▶ [WHAT TO WORK ON]:
Rewrite the entries as a Markdown table with the columns Row and Line, starting at the beginning of the entries and ending at the line that contains "[226,199,1040,767]", with each line numbered in the Row column. Omit the pictures and any blank lines.

● ● ● ● ●

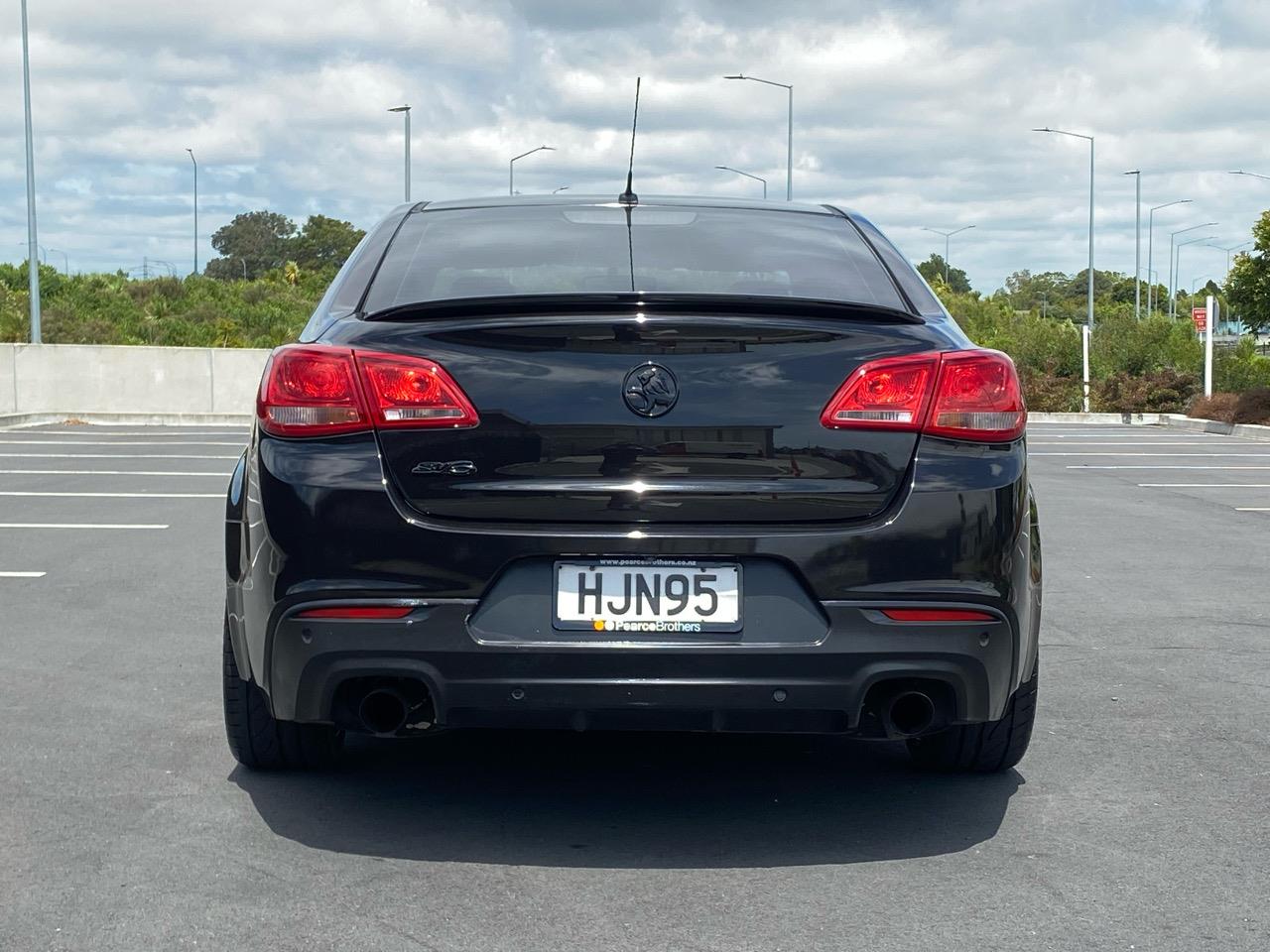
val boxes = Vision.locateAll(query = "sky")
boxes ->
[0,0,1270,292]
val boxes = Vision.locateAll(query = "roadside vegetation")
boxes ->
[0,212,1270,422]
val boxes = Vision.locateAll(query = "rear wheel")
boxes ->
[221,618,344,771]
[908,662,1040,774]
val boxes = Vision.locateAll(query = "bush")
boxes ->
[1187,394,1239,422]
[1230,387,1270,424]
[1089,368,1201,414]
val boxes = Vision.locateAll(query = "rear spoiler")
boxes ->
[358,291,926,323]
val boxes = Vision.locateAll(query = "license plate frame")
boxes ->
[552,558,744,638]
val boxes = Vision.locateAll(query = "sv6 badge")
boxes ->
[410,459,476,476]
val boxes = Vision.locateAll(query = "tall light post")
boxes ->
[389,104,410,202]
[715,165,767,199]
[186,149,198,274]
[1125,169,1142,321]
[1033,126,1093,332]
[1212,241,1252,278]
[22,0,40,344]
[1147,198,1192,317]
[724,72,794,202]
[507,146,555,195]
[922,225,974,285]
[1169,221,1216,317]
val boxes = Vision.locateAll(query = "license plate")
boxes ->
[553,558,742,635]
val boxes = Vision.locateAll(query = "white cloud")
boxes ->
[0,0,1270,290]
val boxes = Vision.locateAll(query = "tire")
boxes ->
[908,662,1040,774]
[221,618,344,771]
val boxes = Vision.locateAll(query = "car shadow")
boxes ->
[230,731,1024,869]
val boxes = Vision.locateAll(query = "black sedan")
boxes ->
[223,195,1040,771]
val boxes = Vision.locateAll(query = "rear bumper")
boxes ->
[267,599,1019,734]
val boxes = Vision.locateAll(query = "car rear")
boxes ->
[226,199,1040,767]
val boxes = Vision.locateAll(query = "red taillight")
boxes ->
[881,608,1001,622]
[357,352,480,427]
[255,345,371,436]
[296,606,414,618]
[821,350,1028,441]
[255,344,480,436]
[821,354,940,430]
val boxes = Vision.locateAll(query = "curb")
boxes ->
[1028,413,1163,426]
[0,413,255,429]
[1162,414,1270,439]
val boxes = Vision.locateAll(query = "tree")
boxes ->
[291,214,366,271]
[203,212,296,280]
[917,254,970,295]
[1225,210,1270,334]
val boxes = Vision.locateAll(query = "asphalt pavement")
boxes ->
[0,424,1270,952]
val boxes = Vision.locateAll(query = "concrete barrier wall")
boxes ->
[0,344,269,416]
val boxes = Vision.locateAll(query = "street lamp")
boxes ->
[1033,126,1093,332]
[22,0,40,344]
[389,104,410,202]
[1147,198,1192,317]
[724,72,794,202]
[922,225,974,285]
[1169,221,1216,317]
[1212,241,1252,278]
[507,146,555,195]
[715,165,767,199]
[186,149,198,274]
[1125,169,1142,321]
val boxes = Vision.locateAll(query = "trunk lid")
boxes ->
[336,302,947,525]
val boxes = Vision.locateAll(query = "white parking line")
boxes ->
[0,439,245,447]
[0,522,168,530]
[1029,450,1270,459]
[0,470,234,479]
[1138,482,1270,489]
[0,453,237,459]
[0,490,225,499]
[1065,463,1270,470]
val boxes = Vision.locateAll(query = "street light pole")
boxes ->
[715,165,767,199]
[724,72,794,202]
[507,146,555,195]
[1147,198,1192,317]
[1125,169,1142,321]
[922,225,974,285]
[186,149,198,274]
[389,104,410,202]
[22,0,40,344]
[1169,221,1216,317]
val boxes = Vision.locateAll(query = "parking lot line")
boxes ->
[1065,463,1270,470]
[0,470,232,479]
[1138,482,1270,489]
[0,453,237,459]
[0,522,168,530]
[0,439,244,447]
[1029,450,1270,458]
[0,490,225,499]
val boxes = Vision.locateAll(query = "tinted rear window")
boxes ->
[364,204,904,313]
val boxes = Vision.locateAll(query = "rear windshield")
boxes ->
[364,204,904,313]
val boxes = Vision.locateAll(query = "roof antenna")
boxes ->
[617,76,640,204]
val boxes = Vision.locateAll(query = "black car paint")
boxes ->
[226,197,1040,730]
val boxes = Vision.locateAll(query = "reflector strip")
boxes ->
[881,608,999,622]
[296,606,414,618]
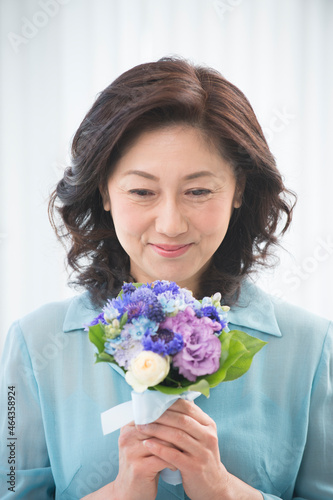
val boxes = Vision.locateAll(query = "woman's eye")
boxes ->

● ● ● ● ●

▶ [THE COMPLETED TASK]:
| Row | Line |
|---|---|
| 1 | val boxes = Vision.locateAll(query = "sky") |
| 2 | boxes -> |
| 3 | [0,0,1270,292] |
| 4 | val boxes = Vision.locateAll(query = "roadside vegetation") |
| 5 | boxes -> |
| 6 | [0,212,1270,422] |
| 7 | val boxes = Vision.locateAll(query = "rear wheel") |
| 8 | boxes -> |
| 9 | [221,618,344,771] |
| 10 | [908,662,1040,774] |
| 11 | val boxes = Vision.locateAll(query = "bush") |
| 12 | boxes -> |
| 13 | [1187,394,1239,422] |
| 14 | [1230,387,1270,424] |
| 15 | [1089,368,1201,414] |
| 16 | val boxes = Vision.locateAll(query = "rear spoiler") |
| 17 | boxes -> |
| 18 | [358,291,926,323] |
| 19 | val boxes = Vision.locateAll(query = "license plate frame") |
| 20 | boxes -> |
| 21 | [552,558,744,638] |
| 22 | val boxes = Vision.locateAll(query = "sv6 badge") |
| 23 | boxes -> |
| 24 | [410,459,476,476] |
| 25 | val boxes = Vision.locateAll(query = "tall light post") |
| 26 | boxes -> |
| 27 | [389,104,410,202] |
| 28 | [715,165,767,199] |
| 29 | [186,149,198,274] |
| 30 | [1125,169,1142,321] |
| 31 | [1033,126,1093,332] |
| 32 | [1212,241,1252,278] |
| 33 | [22,0,40,344] |
| 34 | [1147,198,1192,317] |
| 35 | [724,72,794,202] |
| 36 | [507,146,555,195] |
| 37 | [922,225,974,285] |
| 38 | [1169,221,1216,317] |
| 39 | val boxes = Vision.locateAll(query = "license plate") |
| 40 | boxes -> |
| 41 | [553,558,742,635] |
| 42 | val boxes = Vision.locateAll(query = "white cloud") |
| 43 | boxes -> |
| 44 | [0,0,1270,290] |
| 45 | val boxes = Vision.locateAll(query = "tire") |
| 46 | boxes -> |
| 47 | [908,662,1040,774] |
| 48 | [221,618,344,771] |
| 49 | val boxes = Vision.locateAll(query = "car shadow") |
| 50 | boxes -> |
| 51 | [230,731,1024,869] |
| 52 | val boxes = Vision.locateAll(query = "black sedan") |
| 53 | boxes -> |
| 54 | [223,195,1040,771] |
| 55 | val boxes = Vision.locateAll(query = "rear bumper") |
| 56 | boxes -> |
| 57 | [267,599,1019,734] |
| 58 | val boxes = Vision.locateAll(query = "car rear") |
| 59 | boxes -> |
| 60 | [226,199,1040,767] |